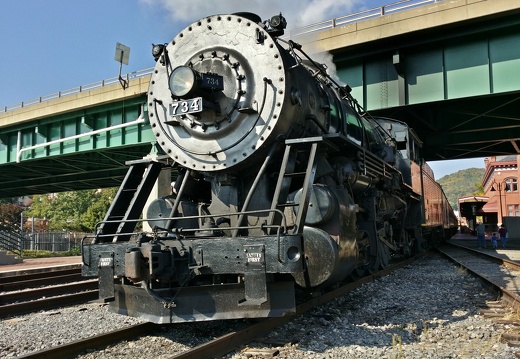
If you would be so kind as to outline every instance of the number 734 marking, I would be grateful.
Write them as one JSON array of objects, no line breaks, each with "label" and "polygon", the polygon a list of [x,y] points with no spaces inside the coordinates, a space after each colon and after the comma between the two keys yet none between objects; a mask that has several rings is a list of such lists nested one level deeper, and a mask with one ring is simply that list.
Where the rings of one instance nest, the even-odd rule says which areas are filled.
[{"label": "number 734 marking", "polygon": [[184,115],[202,111],[202,97],[170,103],[170,116]]}]

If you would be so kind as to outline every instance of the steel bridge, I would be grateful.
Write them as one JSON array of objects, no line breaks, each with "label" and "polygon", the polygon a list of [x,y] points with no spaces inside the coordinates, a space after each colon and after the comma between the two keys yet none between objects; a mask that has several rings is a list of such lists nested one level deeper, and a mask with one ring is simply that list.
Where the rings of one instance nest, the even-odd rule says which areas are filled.
[{"label": "steel bridge", "polygon": [[[427,161],[520,153],[520,0],[404,0],[294,30]],[[118,186],[156,151],[149,71],[0,108],[0,198]]]}]

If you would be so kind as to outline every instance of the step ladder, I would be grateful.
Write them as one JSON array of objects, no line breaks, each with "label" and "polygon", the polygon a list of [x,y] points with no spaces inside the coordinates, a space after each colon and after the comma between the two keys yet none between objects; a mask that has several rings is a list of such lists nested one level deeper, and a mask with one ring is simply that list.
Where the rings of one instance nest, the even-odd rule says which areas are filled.
[{"label": "step ladder", "polygon": [[[99,226],[96,242],[113,243],[128,241],[143,212],[159,174],[162,164],[158,162],[138,162],[130,165],[125,179],[110,205],[103,222]],[[109,222],[107,222],[109,221]],[[113,222],[114,221],[114,222]]]},{"label": "step ladder", "polygon": [[[310,191],[314,183],[316,175],[316,154],[318,144],[322,141],[321,137],[312,137],[304,139],[287,140],[285,143],[285,152],[283,155],[278,180],[273,195],[273,202],[271,210],[284,211],[286,207],[298,207],[298,214],[296,216],[295,227],[293,234],[301,234],[303,232],[303,224],[307,215],[307,208],[309,206]],[[305,172],[295,172],[296,161],[298,154],[307,154],[307,166]],[[300,203],[289,202],[289,191],[293,178],[303,177],[302,196]],[[278,212],[271,212],[268,218],[269,226],[280,225],[282,218]]]}]

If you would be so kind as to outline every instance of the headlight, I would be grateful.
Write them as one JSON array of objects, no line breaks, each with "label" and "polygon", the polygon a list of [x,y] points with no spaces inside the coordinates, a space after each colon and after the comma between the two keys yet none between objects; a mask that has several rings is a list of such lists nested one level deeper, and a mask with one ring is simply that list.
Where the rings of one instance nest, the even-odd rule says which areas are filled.
[{"label": "headlight", "polygon": [[196,85],[195,72],[188,66],[176,67],[170,75],[170,91],[173,96],[182,97],[190,93]]}]

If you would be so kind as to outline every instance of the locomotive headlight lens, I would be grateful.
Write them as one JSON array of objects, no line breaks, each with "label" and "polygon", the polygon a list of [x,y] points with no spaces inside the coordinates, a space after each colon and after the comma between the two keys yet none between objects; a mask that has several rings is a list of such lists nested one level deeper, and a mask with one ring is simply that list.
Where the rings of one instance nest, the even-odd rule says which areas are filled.
[{"label": "locomotive headlight lens", "polygon": [[182,97],[190,93],[196,85],[195,72],[188,66],[175,68],[169,79],[170,91],[173,96]]}]

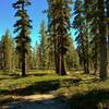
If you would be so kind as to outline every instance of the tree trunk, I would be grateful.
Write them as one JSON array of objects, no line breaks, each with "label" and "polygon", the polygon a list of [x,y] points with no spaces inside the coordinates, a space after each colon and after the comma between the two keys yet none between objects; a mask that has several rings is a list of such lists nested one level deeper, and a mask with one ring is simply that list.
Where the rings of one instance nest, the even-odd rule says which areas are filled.
[{"label": "tree trunk", "polygon": [[22,76],[26,76],[25,52],[22,52]]},{"label": "tree trunk", "polygon": [[106,40],[106,24],[105,24],[105,0],[98,0],[99,10],[99,58],[100,58],[100,78],[108,77],[107,74],[107,40]]},{"label": "tree trunk", "polygon": [[63,53],[61,53],[61,70],[60,71],[61,71],[60,72],[61,75],[66,75],[64,55]]}]

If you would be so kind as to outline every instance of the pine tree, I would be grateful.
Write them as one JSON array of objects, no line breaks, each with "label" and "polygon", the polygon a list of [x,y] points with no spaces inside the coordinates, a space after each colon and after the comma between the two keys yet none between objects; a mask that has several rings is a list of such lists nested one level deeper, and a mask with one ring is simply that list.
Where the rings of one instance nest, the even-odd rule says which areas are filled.
[{"label": "pine tree", "polygon": [[48,0],[49,31],[53,38],[56,73],[65,75],[65,53],[70,31],[71,0]]},{"label": "pine tree", "polygon": [[3,70],[12,72],[14,69],[14,48],[9,31],[2,36]]},{"label": "pine tree", "polygon": [[40,24],[40,50],[41,50],[41,68],[45,70],[47,68],[47,34],[46,24],[43,20]]},{"label": "pine tree", "polygon": [[31,20],[27,14],[27,10],[25,9],[27,5],[31,5],[28,0],[17,0],[13,3],[13,8],[16,10],[15,17],[19,17],[16,23],[14,24],[15,31],[17,36],[15,37],[16,41],[16,50],[20,55],[21,62],[22,62],[22,76],[26,75],[26,53],[27,47],[31,43],[29,38],[29,29],[32,28]]}]

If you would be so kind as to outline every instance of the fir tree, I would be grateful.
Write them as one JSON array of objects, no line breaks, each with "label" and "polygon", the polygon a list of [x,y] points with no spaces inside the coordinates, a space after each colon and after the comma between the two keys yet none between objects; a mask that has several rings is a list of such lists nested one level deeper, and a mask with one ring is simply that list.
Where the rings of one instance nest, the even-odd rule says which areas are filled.
[{"label": "fir tree", "polygon": [[26,53],[28,51],[27,47],[31,43],[29,29],[32,28],[32,21],[29,20],[29,16],[27,14],[27,5],[31,5],[31,2],[28,0],[16,0],[16,2],[13,3],[13,8],[16,10],[15,17],[19,19],[14,24],[14,33],[17,33],[15,41],[16,50],[20,55],[22,62],[22,76],[26,75]]}]

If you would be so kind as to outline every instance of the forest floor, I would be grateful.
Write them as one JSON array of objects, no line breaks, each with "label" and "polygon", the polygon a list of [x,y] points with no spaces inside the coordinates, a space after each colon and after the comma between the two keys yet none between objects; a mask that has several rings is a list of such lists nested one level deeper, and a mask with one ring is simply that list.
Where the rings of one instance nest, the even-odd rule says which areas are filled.
[{"label": "forest floor", "polygon": [[31,71],[25,77],[20,72],[0,71],[0,109],[69,109],[69,106],[109,107],[109,80],[101,82],[98,76],[81,71],[71,71],[65,76],[53,71]]}]

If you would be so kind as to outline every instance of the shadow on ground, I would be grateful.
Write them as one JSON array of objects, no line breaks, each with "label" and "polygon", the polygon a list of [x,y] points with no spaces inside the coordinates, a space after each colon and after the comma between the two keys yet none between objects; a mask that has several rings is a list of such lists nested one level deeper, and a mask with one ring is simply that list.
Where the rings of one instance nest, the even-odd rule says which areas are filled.
[{"label": "shadow on ground", "polygon": [[24,88],[15,88],[12,90],[0,89],[0,95],[34,95],[34,94],[45,94],[51,90],[56,90],[60,87],[68,87],[70,84],[77,84],[81,80],[65,78],[65,80],[53,80],[53,81],[41,81],[36,82]]},{"label": "shadow on ground", "polygon": [[0,109],[69,109],[66,98],[58,97],[41,100],[12,99],[9,104],[2,105]]},{"label": "shadow on ground", "polygon": [[109,109],[109,90],[98,89],[73,95],[69,104],[71,109]]}]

#### TASK REQUIREMENTS
Reproduce word for word the part of the material that opens with the line containing "ground, I would be grateful." and closes with the last line of the material, both included.

#### FINAL RESULT
If you would be so kind as to outline every instance of the shadow on ground, I would be grateful.
Write them as one JSON array of objects, no line breaks, each with "label" and "polygon", the polygon a list of [x,y] points with no spaces inside the coordinates, a space after each colon and after the comma between the two keys yet none between objects; a mask that has several rings is a list of such lists nested one level deeper, and a mask with one ring is simply that list.
Where the rings of one instance nest, the even-odd rule says which areas are filled.
[{"label": "shadow on ground", "polygon": [[24,88],[15,88],[12,90],[0,89],[0,95],[34,95],[34,94],[45,94],[51,90],[56,90],[60,87],[68,87],[70,84],[77,84],[81,80],[65,78],[65,80],[53,80],[53,81],[41,81],[36,82]]},{"label": "shadow on ground", "polygon": [[0,109],[69,109],[66,98],[58,97],[41,100],[12,99],[9,104],[2,105]]},{"label": "shadow on ground", "polygon": [[109,109],[109,90],[98,89],[73,95],[69,104],[71,109]]}]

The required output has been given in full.